Output every one of the entries below verbatim, without altering any line.

Detection annotation entries:
>> start

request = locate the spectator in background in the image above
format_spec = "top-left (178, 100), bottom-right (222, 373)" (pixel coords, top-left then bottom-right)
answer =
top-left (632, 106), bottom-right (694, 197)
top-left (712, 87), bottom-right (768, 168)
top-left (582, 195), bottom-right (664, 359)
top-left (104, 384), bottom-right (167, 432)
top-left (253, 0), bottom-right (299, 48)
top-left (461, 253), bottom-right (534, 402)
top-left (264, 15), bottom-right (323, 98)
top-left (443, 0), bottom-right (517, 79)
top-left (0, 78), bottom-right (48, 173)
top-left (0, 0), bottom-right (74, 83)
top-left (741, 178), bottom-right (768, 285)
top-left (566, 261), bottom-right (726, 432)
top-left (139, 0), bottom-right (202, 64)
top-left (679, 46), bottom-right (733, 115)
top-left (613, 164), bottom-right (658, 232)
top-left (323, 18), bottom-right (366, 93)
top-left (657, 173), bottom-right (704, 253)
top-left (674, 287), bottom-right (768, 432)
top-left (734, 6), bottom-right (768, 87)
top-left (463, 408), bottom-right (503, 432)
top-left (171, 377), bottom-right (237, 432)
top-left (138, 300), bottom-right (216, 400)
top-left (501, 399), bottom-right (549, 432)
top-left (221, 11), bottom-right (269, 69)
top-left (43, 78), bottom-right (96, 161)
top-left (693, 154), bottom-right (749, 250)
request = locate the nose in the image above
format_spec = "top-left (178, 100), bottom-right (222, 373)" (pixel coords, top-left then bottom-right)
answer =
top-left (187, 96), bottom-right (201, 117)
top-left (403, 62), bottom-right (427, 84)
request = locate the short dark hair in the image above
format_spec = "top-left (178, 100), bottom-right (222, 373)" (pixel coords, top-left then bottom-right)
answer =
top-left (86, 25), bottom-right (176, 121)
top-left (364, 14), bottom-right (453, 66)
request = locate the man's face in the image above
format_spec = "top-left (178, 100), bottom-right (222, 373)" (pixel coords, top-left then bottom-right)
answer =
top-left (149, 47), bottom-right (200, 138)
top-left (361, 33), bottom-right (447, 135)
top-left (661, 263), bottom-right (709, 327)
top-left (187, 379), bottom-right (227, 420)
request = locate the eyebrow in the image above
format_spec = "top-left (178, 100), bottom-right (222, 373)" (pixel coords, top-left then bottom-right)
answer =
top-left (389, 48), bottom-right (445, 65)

>> end

> [Answer]:
request = locate the spectator in background in the image above
format_spec = "top-left (178, 100), bottom-right (222, 373)" (pixel coords, top-left then bottom-right)
answer =
top-left (632, 106), bottom-right (694, 197)
top-left (712, 87), bottom-right (768, 168)
top-left (582, 195), bottom-right (664, 359)
top-left (104, 384), bottom-right (167, 432)
top-left (253, 0), bottom-right (299, 48)
top-left (461, 253), bottom-right (534, 402)
top-left (264, 15), bottom-right (323, 98)
top-left (443, 0), bottom-right (517, 79)
top-left (0, 78), bottom-right (48, 173)
top-left (0, 0), bottom-right (74, 83)
top-left (741, 178), bottom-right (768, 285)
top-left (566, 261), bottom-right (726, 432)
top-left (139, 0), bottom-right (202, 64)
top-left (679, 46), bottom-right (733, 115)
top-left (613, 164), bottom-right (658, 232)
top-left (323, 18), bottom-right (366, 93)
top-left (657, 173), bottom-right (704, 253)
top-left (674, 287), bottom-right (768, 432)
top-left (734, 6), bottom-right (768, 87)
top-left (463, 408), bottom-right (503, 432)
top-left (171, 377), bottom-right (237, 432)
top-left (138, 300), bottom-right (216, 400)
top-left (501, 399), bottom-right (549, 432)
top-left (221, 11), bottom-right (269, 69)
top-left (43, 78), bottom-right (96, 161)
top-left (693, 154), bottom-right (749, 250)
request = locate the nose in the image above
format_spec = "top-left (178, 100), bottom-right (222, 373)" (pixel coords, top-left then bottom-right)
answer =
top-left (187, 96), bottom-right (201, 117)
top-left (403, 62), bottom-right (427, 84)
request = locate the short dark hair in the image above
format_spec = "top-left (178, 100), bottom-right (222, 373)" (pixel coords, top-left then bottom-right)
answer =
top-left (86, 25), bottom-right (176, 121)
top-left (364, 14), bottom-right (453, 66)
request = locate the man's face in the image above
format_spec = "top-left (178, 100), bottom-right (222, 373)" (pixel coords, top-left then bottom-right)
answer =
top-left (149, 47), bottom-right (200, 138)
top-left (361, 33), bottom-right (447, 135)
top-left (661, 263), bottom-right (709, 327)
top-left (187, 379), bottom-right (227, 420)
request = locate the eyebrow in the image above
format_spec = "top-left (178, 100), bottom-right (222, 373)" (pixel coords, top-left then bottom-right)
answer =
top-left (389, 48), bottom-right (445, 65)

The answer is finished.